• [TASKS TO PERFORM]
A: Can you condense the paragraph in the London bus thread that begins "They supposedly include the boat too" into a shorter version that keeps its main facts?
B: Could you reproduce the London bus thread word for word, starting with "## HeatherChloe (Oct" and going on through "on the card."?

I disagree. I took my out of London family on the open bus trip - it costs a lot of money, like about £14 or something, and it goes down really slow routes like Regent Street, and they tell you very obvious things like "that's St Paul's Cathedral, this is the Houses of Parliament". Even someone who's never been to London can work that out.

Also, they don't go that frequently, so once you get off, you have to wait ages for the next one - whereas London buses come every few minutes. Whereas you can go on the no 11 bus for £1.20 on your oyster card.

They supposedly include the boat too, but we tried to get on the boat from the Tower of London and the queues were really long - wheras we could have used the Thames Clippers with our Oystercards, going every 15 minutes, and for much less money.

You can get free London bus route maps from Transport For London.


----------



## HeatherChloe (Oct 18, 2009)

Rosbotham said:


> Actually I think it does. As I understand it, it knocks the maximum fare (£6 unless National Rail is involved?) as you touch in, then credits the difference between that and the actual fare as you touch out. Therefore, for the period of the journey you're allowed to have a negative balance on the card.

• [DATA EXCERPT]
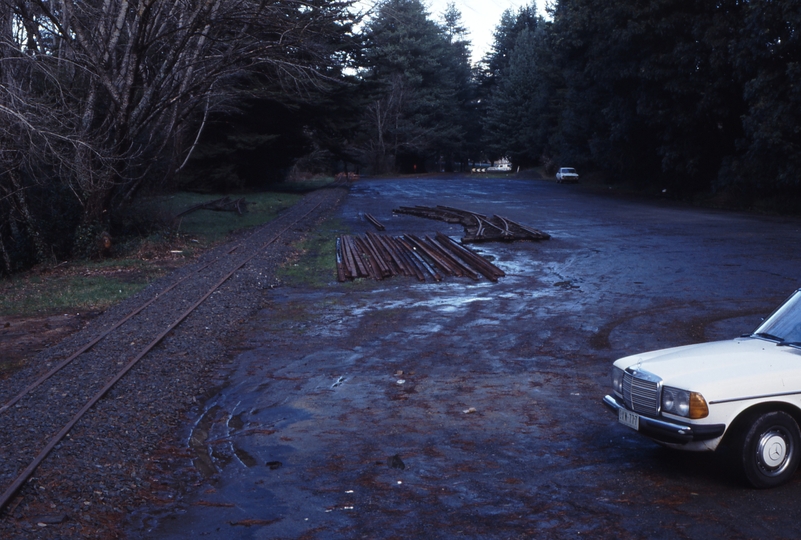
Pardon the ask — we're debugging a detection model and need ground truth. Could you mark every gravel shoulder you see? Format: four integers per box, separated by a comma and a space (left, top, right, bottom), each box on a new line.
0, 188, 347, 539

• [CORRECT ANSWERS]
A: The tour is said to include a boat, but the queues for it at the Tower of London were very long. Thames Clippers would have taken their Oyster cards, run every 15 minutes and cost much less.

B:
## HeatherChloe (Oct 18, 2009)

Rosbotham said:


> Actually I think it does. As I understand it, it knocks the maximum fare (£6 unless National Rail is involved?) as you touch in, then credits the difference between that and the actual fare as you touch out. Therefore, for the period of the journey you're allowed to have a negative balance on the card.